From the items below, pull out every line that contains the word "crumpled" and copy those lines without changes.

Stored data
################

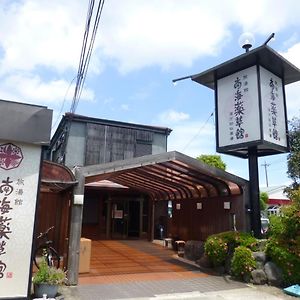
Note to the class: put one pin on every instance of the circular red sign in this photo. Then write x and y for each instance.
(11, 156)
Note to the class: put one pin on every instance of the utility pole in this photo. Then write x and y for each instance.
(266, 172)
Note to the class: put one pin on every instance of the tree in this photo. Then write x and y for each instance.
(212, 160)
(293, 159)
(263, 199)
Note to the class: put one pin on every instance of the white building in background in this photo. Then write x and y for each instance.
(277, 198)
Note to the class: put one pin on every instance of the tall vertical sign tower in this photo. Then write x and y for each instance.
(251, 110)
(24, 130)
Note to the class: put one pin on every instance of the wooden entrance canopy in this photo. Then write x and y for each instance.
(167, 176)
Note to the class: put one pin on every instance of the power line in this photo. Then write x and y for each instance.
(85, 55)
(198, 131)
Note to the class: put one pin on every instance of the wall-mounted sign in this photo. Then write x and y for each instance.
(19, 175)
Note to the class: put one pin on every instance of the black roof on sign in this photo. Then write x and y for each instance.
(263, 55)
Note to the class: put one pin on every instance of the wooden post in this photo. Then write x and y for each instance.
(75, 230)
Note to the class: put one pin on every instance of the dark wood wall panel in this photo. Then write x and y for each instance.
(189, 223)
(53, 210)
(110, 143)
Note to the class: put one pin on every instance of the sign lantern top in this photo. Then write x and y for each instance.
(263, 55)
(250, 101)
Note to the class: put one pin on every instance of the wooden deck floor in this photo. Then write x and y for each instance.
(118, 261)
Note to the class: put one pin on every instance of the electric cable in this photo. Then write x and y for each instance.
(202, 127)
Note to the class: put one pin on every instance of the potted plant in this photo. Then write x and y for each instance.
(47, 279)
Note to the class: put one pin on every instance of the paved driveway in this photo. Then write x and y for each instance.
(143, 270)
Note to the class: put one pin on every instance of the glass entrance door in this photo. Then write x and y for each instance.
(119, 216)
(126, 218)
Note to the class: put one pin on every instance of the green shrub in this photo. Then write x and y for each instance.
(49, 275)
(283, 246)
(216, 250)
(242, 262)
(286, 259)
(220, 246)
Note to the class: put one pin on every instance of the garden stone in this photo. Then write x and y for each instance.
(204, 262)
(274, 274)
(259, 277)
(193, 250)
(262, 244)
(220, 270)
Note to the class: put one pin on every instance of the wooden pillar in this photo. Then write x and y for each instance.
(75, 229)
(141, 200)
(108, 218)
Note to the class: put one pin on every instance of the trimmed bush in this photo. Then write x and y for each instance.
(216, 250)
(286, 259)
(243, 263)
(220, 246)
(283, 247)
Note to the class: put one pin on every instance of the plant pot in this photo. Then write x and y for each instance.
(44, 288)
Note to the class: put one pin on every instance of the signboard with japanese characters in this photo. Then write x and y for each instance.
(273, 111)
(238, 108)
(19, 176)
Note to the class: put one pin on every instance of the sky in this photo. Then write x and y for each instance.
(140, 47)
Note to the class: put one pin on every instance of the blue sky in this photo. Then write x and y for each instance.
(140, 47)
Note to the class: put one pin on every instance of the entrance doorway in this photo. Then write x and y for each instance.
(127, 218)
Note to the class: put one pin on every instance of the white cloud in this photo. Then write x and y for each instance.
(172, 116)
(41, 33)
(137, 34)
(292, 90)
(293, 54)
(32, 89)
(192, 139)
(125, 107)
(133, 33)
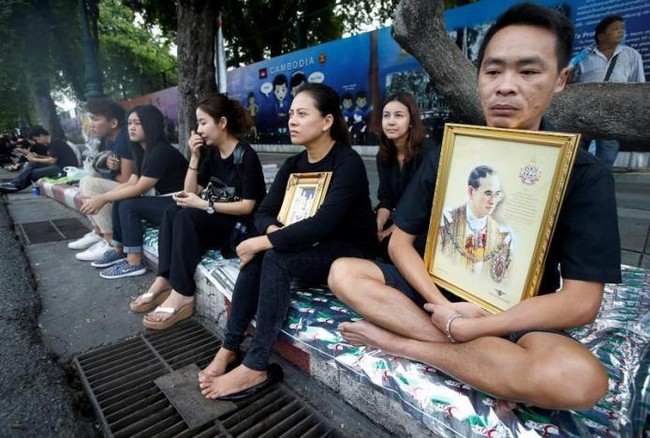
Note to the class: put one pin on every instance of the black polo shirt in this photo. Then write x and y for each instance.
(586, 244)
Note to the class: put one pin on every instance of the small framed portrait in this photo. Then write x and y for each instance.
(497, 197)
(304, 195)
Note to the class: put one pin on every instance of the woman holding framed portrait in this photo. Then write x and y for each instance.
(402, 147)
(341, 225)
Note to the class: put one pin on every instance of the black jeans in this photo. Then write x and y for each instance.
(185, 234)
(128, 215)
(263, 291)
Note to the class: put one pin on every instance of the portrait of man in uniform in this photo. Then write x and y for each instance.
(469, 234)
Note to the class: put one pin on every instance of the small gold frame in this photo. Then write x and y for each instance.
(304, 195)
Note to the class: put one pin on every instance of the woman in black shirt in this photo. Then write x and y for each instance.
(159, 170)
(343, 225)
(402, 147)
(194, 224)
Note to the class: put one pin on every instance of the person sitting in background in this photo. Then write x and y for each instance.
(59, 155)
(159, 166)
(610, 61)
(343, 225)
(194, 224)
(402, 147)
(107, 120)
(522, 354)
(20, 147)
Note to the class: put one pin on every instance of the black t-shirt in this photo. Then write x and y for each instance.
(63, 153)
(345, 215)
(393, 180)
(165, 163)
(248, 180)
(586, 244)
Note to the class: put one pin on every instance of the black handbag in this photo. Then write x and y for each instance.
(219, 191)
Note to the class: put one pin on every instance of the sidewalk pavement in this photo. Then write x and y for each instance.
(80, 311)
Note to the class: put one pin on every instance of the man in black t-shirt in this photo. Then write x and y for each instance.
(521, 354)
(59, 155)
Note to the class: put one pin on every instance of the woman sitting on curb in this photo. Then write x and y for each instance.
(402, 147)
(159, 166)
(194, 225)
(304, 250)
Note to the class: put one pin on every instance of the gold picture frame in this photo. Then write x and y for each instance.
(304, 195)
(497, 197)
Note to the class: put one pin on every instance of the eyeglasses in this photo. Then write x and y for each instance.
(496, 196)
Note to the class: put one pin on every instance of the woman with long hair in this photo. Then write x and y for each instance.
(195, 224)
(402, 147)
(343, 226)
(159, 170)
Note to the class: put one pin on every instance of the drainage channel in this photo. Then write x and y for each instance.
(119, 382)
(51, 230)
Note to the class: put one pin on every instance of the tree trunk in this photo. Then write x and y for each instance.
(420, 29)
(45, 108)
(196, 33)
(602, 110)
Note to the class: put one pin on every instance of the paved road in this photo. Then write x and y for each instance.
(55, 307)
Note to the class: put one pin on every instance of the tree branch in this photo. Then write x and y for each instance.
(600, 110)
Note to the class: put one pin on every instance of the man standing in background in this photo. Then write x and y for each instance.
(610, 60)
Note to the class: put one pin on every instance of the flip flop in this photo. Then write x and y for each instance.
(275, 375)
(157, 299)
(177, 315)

################

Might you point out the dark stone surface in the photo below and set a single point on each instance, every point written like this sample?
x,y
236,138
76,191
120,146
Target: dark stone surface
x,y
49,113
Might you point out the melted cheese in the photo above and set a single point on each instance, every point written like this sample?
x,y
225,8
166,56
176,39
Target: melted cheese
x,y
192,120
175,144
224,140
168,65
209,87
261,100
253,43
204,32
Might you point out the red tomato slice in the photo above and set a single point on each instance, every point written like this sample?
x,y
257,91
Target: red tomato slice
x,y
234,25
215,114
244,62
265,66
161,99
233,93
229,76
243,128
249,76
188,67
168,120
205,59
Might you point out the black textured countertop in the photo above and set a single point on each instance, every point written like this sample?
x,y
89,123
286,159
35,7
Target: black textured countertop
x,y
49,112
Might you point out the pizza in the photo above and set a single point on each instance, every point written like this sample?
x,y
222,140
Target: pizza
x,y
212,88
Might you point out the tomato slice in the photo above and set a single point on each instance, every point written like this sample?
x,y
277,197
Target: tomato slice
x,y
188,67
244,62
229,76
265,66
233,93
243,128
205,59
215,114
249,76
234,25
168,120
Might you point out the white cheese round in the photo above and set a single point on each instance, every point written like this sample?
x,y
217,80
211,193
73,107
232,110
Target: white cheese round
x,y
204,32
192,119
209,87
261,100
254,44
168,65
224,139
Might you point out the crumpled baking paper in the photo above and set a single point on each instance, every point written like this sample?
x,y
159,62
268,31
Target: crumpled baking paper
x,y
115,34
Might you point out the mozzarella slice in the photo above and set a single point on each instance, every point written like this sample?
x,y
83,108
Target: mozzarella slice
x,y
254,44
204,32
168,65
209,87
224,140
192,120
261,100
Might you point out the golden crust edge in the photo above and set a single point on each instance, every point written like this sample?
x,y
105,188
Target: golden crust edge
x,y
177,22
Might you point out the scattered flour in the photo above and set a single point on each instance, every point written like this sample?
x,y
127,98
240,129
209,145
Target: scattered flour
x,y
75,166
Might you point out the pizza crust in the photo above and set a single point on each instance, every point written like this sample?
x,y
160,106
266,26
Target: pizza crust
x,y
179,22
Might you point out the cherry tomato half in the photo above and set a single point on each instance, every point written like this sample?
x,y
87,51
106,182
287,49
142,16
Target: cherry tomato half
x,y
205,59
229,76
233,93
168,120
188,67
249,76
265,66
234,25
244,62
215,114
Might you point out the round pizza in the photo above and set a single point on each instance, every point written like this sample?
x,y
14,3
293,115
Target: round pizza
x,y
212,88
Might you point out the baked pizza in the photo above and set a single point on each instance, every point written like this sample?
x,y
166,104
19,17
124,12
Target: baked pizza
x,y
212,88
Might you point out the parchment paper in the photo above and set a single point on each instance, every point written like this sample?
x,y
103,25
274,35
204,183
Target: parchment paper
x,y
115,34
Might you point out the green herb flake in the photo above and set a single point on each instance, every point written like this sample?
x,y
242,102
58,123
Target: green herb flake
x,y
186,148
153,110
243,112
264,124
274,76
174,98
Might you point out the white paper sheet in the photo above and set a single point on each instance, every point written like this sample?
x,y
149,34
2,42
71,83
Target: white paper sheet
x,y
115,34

################

**FINAL ANSWER**
Might you point out the crumpled baking paper in the photo above and set a single point on each instance, every point written like this sample?
Target: crumpled baking paper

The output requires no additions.